PROBLEM: All of these records need to be duplicated exactly.

DATA EXTRACT:
══════════════════════════════

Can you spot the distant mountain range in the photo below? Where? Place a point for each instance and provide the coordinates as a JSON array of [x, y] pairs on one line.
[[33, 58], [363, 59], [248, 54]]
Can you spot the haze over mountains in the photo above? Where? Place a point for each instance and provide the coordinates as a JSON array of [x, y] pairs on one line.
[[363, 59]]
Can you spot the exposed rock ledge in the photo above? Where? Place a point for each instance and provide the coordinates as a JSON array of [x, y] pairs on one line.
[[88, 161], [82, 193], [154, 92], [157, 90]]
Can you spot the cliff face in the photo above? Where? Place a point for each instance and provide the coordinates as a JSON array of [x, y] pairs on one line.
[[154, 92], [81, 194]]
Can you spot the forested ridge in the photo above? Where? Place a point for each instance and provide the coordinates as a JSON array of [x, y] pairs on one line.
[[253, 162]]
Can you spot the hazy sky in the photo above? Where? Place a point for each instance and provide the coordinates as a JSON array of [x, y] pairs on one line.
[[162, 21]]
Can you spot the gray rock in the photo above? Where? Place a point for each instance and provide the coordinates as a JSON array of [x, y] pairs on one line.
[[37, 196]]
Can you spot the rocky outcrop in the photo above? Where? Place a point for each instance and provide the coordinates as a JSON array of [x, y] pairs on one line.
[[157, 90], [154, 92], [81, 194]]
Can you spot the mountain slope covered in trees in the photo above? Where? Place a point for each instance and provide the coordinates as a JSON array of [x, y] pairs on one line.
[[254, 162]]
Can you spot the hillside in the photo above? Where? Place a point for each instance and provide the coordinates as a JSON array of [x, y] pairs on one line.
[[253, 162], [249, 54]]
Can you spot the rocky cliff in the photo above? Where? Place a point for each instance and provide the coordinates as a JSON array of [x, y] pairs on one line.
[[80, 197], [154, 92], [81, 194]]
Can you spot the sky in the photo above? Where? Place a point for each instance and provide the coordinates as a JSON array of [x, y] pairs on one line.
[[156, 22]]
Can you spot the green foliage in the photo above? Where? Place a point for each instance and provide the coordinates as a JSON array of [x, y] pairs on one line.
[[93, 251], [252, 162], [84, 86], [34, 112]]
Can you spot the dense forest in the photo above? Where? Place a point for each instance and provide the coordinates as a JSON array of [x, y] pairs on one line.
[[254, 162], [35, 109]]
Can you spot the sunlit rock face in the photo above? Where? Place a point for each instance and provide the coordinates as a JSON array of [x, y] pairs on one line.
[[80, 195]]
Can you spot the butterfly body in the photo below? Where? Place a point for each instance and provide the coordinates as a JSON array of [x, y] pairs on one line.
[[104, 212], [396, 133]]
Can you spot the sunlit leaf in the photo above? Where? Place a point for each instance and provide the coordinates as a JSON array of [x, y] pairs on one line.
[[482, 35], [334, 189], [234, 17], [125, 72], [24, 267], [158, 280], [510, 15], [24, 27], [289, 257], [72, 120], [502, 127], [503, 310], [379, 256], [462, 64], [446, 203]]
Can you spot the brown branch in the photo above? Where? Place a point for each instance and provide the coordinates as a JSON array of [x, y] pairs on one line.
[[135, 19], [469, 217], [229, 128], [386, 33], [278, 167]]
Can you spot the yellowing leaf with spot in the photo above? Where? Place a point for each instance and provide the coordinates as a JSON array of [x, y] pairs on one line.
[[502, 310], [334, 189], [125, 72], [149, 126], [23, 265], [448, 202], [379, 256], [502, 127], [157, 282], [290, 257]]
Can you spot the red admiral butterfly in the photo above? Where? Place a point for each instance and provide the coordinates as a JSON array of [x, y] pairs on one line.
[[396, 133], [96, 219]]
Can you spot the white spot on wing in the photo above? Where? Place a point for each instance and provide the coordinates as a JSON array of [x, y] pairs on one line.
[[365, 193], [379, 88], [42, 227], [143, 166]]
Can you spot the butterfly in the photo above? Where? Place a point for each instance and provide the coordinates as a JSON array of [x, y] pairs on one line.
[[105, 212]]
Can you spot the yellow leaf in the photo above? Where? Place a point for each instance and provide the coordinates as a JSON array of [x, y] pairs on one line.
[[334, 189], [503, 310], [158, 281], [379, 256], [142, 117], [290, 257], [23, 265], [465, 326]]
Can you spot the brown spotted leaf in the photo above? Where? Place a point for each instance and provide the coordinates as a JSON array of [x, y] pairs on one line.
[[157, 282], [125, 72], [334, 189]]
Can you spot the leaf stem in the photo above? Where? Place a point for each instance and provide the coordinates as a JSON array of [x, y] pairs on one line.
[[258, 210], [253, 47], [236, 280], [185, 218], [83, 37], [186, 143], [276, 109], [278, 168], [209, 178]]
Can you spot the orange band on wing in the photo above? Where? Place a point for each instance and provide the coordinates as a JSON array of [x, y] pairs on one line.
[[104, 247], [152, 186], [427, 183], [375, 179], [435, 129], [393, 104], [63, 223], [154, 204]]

══════════════════════════════

TASK RESULT:
Can you spot the distant mountain range in the photo below? Where? Place a point for each instance and provide the coordinates as a JSON array of [x, y] pairs on one line.
[[33, 58], [363, 59], [248, 54]]
Can you spot the haze over mountains in the photo above? Where? Place a point for each instance and provide the coordinates as a JSON array of [x, y] pairs on one line.
[[363, 59]]
Can you spot the exposed rock ledge in the photo above? Where? Place a point for each instance and provide the coordinates as a JSON array of [x, y] pairs on one line.
[[88, 161], [82, 193], [154, 92], [157, 90]]
Can you spot the cliff face in the photo above? Where? Place a point for each instance and provide the coordinates as a JSON array of [x, y] pairs on one line.
[[154, 92], [81, 194]]
Can you spot the forested ridge in the photo above? Where? Place a point for each instance and provide the coordinates as a JSON array of [x, y] pairs on one line.
[[253, 162]]
Can you spot the hazy sky in the photo above? Where? Place a point for each instance and provide the coordinates as a JSON array of [x, y] pairs on one line.
[[162, 21]]
Can you spot the gray rock in the photo above? Where? Place a point for each instance and provide the coordinates as a JSON array of [x, y] pairs on one line.
[[37, 196]]
Can you spot the rocky outcrop in the photo above? Where? Place a point for each instance and provide the coordinates as a JSON array of [x, y] pairs on one line.
[[157, 90], [154, 92], [81, 194]]
Can you spot the mountain slope covered in trees in the photo above? Where? Place a point for each instance and provide the coordinates as a JSON array of [x, y] pairs on one line.
[[254, 162]]
Can you spot the hillside in the photo above? Where? Place a point for each instance and provide the coordinates as a JSON array of [x, y] pairs on one line.
[[253, 162], [249, 54]]
Can you spot the rocky cliff in the photo above? Where? Place a point for each instance and provide the coordinates as a JSON array of [x, y] pairs on one line.
[[80, 197], [154, 92], [81, 194]]
Can you spot the sky in the photo above? Where? Place a point for each instance and provide the coordinates as a JSON array of [x, y] pairs on one line.
[[156, 22]]
Can you spot the green foliage in the photo above? Where? Place a point for each instance and provide the coordinates as a JSON array of [x, y] pairs on one line.
[[93, 251], [252, 162], [84, 86], [34, 112]]
Can you spot the dense forest in the photo above? Where? Place a point for each instance and provide the coordinates as a JSON array of [x, y] pairs on one line.
[[254, 162], [35, 109]]
Can you spot the sunlit rock face in the photo above? Where? Place a point for each instance and provide the coordinates as a JSON array of [x, y] pairs on one line.
[[80, 195]]
Can you spot the butterfly body in the photo below? Where? Place a point for each instance and provide the coordinates as a JSON array of [x, y] pairs on one line.
[[104, 212], [396, 133]]
Can you spot the sunlit leaf in the photo above? Where? Place a point for each instance and provide the coordinates as a JSON array of [x, y] pairs on one line.
[[482, 35], [334, 189], [234, 17], [125, 72], [24, 267], [158, 280], [510, 15], [24, 27], [289, 257], [72, 120], [502, 127], [503, 310], [379, 256], [462, 64], [446, 203]]
Can you spot the brown branch in the photo above? Where? Place a point for each instance and provide the coordinates as a JSON array of [x, y] pairs on one line.
[[135, 19], [469, 217], [229, 128], [386, 33], [278, 167]]
Can you spot the yellowing leaf with spot in the photo above? Where? Place a point for each instance and provide the coordinates as a JSON array of [x, y] pairs on one line.
[[502, 310], [334, 189], [125, 72], [149, 126], [23, 265], [448, 202], [379, 256], [502, 127], [157, 282], [290, 257]]
Can you spot the red admiral butterfly in the photo above? Where? Place a point for each instance and provide the coordinates as a JSON array of [x, y] pairs on one line.
[[396, 133], [96, 219]]
Can you spot the white spot on wing in the photo above? Where? Place a point for each instance and provide the coordinates as a JSON array of [x, y] pairs on one line.
[[365, 193], [379, 88], [42, 227], [143, 166]]
Can you spot the butterfly in the photo above? Where? Place a point for each instance and provide the coordinates as a JSON array of [x, y] pairs on one line.
[[105, 212]]
Can you spot the yellow leaf in the photo above? Where? Place a point for each instance and provide the coordinates as a JSON array of [x, y] pairs on one line.
[[334, 189], [503, 310], [158, 281], [379, 256], [142, 117], [290, 257], [23, 265], [465, 326]]
Can you spot the brown spotted leaf in the photo above? Where? Place a point for each instance and provide the coordinates as a JSON array of [x, y] pairs on one line.
[[157, 282], [125, 72], [334, 189]]
Can you spot the leaf stem in the photo above? Where? Place a point for each instance and provide the coordinates as a JSON array of [x, y] pairs on one line.
[[258, 210], [253, 47], [236, 280], [185, 218], [83, 37], [186, 143], [276, 109], [278, 168], [209, 178]]
Can you spot the orange band on wing in the photo above? Where? Place a point for each instance and provide the coordinates as a JSON array of [x, y] pairs on one line.
[[104, 247], [152, 186], [427, 183], [375, 179], [435, 129], [393, 104], [63, 223], [154, 204]]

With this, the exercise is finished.